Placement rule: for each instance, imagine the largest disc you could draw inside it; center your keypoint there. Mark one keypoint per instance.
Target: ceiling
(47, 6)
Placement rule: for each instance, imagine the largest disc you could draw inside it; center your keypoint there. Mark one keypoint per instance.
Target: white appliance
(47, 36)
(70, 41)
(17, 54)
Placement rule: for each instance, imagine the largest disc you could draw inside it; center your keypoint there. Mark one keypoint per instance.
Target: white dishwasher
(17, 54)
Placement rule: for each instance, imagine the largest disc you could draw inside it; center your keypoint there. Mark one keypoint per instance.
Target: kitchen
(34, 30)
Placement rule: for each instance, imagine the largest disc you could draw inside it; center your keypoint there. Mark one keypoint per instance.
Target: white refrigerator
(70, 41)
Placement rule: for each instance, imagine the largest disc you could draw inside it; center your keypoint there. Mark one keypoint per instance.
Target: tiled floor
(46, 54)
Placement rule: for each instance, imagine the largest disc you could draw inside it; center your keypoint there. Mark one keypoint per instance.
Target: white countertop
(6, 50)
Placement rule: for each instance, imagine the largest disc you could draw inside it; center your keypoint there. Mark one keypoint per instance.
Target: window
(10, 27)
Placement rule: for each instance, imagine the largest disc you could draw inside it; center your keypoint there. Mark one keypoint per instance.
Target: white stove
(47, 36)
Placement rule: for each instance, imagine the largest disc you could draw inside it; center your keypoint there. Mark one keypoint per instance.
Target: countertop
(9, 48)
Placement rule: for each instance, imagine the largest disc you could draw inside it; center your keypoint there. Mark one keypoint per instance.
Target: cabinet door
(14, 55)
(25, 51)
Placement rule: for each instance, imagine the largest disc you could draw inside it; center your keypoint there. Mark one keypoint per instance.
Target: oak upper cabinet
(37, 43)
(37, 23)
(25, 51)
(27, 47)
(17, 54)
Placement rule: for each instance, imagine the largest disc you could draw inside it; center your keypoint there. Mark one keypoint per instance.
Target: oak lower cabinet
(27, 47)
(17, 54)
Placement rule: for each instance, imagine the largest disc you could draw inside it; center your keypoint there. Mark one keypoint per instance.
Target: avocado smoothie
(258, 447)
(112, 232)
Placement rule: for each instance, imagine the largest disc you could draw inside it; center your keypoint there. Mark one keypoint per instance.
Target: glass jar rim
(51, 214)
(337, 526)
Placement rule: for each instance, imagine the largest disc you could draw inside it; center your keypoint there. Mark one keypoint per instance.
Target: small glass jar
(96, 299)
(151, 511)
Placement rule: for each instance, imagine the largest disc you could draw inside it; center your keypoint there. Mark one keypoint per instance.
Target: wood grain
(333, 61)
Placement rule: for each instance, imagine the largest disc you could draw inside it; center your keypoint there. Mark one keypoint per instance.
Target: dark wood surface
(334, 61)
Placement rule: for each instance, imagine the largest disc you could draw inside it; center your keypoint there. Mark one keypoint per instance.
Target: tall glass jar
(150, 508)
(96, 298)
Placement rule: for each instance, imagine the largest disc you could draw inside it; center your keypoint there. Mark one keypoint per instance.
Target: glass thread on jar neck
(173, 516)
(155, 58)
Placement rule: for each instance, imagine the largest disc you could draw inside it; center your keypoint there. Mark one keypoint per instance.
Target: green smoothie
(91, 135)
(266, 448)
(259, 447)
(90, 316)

TASK INSTRUCTIONS -
Copy out the full listing exactly.

ANSWER -
Placement rule: for each instance, imagine the largest disc you could draw inside it; center your keypoint there. Mark one keypoint per instance.
Target: ceiling
(47, 6)
Placement rule: for each instance, imagine the largest disc you could draw inside it; center your keypoint there. Mark one keypoint per instance.
Target: white appliance
(47, 36)
(70, 41)
(17, 54)
Placement rule: for each instance, imagine the largest disc you could draw inside it; center your keypoint there. Mark one keypoint per instance.
Target: white dishwasher
(17, 54)
Placement rule: for each instance, imagine the largest disc you could draw inside it; center your keypoint there. Mark one keypoint per instance.
Target: kitchen
(34, 30)
Placement rule: for each instance, imagine the largest disc you could draw inside it; center your keypoint there. Mark one keypoint per instance.
Target: white refrigerator
(70, 41)
Placement rule: for each instance, imagine the largest disc you could draw inside it; center your keypoint there. Mark one keypoint per instance.
Target: tiled floor
(46, 54)
Placement rule: for each instance, imagine the largest disc you could draw inside it; center your keypoint there. Mark one keypoint per instance.
Target: white countertop
(6, 50)
Placement rule: for each instance, imagine the largest disc you could draw inside it; center your keypoint there. Mark one keypoint per instance.
Target: window
(10, 27)
Placement rule: for each instance, imagine the largest disc you could draw inside it; center your keypoint there. Mark one keypoint per instance.
Target: white stove
(47, 36)
Placement rule: for each instance, imagine the largest disc you could draw inside it; center your keypoint there. Mark one keypoint per instance.
Target: countertop
(9, 48)
Placement rule: for each instance, imagine the largest disc you could draw inside it; center your keypoint there. Mark one keypoint per instance.
Target: cabinet door
(14, 55)
(25, 51)
Placement rule: for each instance, imagine the largest disc you could draw inside it; center your keypoint there. Mark one keypoint per instance.
Target: oak upper cabinet
(37, 43)
(37, 23)
(25, 51)
(27, 47)
(17, 54)
Placement rule: for each instance, imagine the largest disc you could draw inside it; center your keypoint there. Mark one keypoint per instance.
Target: oak lower cabinet
(27, 47)
(17, 54)
Placement rule: for each instance, imagine the largest disc you could draw inside it; center your keypoint there. Mark one keypoint per instance.
Target: avocado smoothie
(258, 447)
(112, 232)
Placement rule: for each instance, imagine the largest disc you could draw inside it; center your keypoint there. Mark one keypoint per instance.
Target: glass jar rim
(51, 214)
(337, 526)
Placement rule: for each instance, imagine the largest disc you could draw inside it; center your keypoint there. Mark one keypoint per instance.
Target: small glass jar
(96, 299)
(151, 511)
Placement rule: for each instance, imagine the largest disc you could draw inside it; center your keypoint there. Mark one keypoint per instance.
Target: wood grain
(333, 61)
Placement rule: for each instance, imagine the largest disc you could draw inside it; center your keypoint there. Mark one keypoint per instance.
Target: dark wood surface
(334, 61)
Placement rule: for each instance, imagine the largest disc you could draw inside it; center your keypoint there. Mark one keypoint per instance.
Target: tall glass jar
(150, 508)
(96, 298)
Placement rule: for each instance, imagine the largest disc you could draw inside it; center your keypoint there. Mark one keypoint per instance.
Target: glass thread on jar neck
(173, 516)
(155, 58)
Placement rule: for each instance, imagine the largest disc you could draw inside it; center your keypoint there. Mark one keypoint per instance.
Target: green smoothie
(91, 135)
(266, 448)
(259, 447)
(90, 316)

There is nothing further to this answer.